Problem:
Would it be possible to quote, exactly and in full, the lines from the one with "the beetle mandible" through the end of the entries below?
* begin Source records *
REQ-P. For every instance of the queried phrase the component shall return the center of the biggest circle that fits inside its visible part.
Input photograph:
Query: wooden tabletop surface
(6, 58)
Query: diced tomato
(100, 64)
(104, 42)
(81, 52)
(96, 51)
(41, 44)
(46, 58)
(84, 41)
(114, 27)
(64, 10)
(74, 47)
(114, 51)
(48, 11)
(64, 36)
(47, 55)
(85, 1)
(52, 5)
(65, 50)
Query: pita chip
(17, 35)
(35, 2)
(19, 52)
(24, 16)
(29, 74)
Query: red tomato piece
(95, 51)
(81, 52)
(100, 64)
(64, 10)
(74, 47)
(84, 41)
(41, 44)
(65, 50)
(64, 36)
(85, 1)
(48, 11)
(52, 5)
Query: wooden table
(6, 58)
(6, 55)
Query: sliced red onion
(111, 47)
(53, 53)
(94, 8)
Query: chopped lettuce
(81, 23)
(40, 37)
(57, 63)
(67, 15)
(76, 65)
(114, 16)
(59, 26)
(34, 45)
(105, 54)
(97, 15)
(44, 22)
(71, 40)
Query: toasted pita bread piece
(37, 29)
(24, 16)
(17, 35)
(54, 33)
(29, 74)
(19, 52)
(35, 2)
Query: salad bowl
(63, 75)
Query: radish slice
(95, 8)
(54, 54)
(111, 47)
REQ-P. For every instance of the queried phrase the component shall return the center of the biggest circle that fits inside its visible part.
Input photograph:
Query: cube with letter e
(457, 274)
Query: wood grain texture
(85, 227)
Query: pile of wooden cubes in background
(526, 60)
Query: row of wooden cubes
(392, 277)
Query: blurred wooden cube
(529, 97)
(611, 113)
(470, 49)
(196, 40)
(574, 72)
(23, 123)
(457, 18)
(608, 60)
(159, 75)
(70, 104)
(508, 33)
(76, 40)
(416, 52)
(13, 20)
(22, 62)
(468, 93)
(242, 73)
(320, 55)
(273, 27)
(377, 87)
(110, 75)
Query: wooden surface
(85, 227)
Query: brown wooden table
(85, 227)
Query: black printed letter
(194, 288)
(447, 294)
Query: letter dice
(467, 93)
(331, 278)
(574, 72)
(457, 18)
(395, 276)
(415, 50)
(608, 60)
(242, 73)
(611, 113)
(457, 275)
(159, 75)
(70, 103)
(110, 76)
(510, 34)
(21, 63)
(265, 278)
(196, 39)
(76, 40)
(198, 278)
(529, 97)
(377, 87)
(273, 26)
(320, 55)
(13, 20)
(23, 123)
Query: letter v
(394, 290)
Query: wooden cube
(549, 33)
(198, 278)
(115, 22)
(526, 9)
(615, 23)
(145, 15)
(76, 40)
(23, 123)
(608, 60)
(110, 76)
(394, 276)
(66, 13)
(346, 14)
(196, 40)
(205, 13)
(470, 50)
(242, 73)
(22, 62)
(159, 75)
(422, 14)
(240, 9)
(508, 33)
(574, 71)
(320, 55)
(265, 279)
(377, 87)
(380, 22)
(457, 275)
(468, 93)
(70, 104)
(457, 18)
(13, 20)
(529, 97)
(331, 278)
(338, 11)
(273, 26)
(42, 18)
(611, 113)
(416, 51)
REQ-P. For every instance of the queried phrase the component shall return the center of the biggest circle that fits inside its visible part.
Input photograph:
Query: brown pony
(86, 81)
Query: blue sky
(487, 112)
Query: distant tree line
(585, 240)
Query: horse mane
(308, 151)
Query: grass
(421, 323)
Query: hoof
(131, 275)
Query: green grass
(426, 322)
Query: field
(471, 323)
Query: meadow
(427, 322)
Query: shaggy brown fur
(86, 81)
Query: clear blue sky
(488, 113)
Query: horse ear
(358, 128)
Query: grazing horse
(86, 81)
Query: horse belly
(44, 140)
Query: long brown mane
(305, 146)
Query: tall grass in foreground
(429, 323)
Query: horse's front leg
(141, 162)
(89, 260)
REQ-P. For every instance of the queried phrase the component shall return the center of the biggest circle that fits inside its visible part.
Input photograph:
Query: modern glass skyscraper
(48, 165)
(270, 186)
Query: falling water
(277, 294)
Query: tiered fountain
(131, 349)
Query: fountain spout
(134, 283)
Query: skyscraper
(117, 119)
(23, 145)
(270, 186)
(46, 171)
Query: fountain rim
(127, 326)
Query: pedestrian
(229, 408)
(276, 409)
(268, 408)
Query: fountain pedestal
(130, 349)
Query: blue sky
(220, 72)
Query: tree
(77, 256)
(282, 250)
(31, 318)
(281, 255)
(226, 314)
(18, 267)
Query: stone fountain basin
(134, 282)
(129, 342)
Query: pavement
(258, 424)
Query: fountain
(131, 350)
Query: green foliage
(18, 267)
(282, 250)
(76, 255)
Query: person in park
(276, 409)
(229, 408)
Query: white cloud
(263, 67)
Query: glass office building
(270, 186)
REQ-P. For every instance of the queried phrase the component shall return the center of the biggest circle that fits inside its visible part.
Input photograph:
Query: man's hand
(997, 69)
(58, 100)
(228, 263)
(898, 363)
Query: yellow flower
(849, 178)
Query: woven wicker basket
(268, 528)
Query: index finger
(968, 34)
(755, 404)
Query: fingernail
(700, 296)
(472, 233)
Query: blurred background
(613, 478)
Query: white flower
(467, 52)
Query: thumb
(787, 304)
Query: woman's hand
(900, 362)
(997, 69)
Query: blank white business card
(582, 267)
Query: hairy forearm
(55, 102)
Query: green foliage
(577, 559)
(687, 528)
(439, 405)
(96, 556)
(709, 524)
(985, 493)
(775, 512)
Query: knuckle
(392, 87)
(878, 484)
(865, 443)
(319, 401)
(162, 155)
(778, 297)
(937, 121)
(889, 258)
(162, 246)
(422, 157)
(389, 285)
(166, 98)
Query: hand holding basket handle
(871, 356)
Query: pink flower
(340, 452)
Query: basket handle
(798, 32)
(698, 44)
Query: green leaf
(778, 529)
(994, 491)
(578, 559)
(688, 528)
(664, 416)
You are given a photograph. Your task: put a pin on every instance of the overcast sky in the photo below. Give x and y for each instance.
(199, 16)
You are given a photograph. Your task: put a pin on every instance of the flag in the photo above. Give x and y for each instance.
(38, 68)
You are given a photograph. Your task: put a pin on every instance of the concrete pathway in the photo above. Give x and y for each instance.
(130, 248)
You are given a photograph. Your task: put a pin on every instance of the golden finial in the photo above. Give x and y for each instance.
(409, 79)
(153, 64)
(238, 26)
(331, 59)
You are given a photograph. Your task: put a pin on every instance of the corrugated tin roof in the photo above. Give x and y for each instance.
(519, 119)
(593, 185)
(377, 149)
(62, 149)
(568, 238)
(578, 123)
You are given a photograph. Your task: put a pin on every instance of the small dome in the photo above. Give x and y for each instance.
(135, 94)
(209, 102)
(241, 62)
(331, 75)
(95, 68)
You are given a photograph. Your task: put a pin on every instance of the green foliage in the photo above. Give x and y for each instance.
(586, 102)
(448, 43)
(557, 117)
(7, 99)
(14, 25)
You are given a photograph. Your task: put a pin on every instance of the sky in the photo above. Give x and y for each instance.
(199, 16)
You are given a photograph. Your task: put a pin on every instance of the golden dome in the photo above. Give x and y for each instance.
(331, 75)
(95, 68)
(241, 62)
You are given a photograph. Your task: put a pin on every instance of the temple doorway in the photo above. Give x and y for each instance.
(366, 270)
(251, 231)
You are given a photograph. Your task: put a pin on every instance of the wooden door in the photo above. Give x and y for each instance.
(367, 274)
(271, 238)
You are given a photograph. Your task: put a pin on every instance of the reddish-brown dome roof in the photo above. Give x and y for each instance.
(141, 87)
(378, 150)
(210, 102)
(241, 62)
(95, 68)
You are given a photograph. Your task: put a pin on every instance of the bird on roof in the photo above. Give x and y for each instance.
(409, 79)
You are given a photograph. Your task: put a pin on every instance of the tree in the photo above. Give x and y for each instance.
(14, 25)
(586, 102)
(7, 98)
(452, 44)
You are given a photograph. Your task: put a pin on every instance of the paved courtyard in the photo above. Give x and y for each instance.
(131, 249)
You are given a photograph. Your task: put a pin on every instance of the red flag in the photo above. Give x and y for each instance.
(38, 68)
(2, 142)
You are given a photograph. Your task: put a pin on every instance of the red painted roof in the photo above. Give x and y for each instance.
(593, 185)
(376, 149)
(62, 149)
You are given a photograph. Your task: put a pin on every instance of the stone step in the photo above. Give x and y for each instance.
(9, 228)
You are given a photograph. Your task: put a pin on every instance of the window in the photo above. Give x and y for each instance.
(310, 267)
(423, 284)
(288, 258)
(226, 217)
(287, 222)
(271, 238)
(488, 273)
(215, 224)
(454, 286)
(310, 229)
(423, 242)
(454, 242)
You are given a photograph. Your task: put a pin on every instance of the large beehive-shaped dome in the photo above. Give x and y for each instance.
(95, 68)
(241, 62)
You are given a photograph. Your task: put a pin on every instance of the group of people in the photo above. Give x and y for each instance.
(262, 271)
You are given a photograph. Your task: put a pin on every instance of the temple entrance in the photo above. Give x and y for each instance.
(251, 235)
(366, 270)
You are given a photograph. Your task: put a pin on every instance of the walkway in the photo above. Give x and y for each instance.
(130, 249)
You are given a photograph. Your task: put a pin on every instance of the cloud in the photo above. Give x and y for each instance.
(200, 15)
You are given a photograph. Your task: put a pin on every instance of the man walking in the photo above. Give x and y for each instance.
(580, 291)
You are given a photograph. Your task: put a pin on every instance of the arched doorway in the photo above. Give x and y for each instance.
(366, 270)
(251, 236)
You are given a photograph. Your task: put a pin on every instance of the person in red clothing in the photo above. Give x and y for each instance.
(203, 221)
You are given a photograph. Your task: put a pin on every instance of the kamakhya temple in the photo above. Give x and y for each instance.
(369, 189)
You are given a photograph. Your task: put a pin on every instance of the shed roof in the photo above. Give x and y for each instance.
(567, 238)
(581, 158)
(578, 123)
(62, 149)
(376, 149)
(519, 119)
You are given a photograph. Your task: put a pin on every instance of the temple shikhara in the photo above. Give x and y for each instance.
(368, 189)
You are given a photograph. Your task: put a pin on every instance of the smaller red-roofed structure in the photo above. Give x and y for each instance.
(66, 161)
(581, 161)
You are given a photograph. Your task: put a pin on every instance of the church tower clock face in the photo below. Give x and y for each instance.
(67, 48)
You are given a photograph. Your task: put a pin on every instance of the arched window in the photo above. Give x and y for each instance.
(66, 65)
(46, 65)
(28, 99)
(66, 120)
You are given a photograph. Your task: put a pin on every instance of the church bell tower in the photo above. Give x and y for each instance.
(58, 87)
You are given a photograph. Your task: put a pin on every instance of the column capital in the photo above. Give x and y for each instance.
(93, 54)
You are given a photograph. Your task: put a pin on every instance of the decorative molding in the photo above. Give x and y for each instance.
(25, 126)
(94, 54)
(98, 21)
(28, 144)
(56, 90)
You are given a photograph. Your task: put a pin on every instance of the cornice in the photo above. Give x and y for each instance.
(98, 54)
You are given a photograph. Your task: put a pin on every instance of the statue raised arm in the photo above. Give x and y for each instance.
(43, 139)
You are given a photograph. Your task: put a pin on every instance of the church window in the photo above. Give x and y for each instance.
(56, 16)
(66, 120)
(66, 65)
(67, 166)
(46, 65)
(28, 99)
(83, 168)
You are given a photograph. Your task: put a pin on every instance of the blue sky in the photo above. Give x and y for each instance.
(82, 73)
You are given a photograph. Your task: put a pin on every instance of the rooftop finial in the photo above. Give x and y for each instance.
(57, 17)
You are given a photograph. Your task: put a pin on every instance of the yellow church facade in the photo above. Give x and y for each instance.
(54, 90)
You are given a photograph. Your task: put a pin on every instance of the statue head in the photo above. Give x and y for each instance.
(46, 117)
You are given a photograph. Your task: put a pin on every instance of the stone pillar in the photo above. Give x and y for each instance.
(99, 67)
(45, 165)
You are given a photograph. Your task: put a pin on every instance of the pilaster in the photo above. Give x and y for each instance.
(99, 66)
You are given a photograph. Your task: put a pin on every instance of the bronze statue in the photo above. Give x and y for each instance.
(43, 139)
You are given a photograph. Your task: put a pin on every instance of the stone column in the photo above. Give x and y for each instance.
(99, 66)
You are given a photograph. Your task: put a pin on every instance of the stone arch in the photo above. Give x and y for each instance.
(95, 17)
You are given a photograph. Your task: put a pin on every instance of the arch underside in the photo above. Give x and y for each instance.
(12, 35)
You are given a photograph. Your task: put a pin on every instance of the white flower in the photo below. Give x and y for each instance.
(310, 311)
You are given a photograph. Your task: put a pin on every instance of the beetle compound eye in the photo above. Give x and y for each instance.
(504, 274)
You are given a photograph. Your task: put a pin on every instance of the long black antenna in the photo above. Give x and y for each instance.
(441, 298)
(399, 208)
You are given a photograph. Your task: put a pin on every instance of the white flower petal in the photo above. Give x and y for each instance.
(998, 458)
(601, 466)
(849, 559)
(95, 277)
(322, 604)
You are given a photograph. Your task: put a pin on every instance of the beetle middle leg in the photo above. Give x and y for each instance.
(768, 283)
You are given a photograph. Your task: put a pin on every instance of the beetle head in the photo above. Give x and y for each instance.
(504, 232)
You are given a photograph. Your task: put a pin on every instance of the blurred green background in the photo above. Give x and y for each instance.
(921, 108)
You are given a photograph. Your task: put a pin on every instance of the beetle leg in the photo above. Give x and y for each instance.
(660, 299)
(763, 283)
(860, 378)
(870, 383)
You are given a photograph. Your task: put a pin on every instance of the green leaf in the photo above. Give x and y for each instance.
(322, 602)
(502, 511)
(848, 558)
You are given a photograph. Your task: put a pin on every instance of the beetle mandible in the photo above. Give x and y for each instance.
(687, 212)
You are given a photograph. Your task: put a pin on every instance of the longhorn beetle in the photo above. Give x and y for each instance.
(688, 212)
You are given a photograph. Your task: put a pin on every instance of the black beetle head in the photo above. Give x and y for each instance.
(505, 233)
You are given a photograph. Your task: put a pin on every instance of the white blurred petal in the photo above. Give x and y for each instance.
* end Source records *
Complete response:
You are given a photograph. Your task: put a pin on every instance of the beetle mandible in the photo above. Give x and y for each instance.
(687, 212)
You are given a photograph. Your task: put a pin on every instance of the longhorn beetle in the photo above. Give x and y for each instance.
(688, 212)
You are given a photograph. Your task: put a pin on every instance of the black beetle head in the photo above. Give x and y for each instance.
(505, 233)
You are given a photograph. Your task: put a pin on every instance of the white blurred petal in the photo above. Give x and y for each instance.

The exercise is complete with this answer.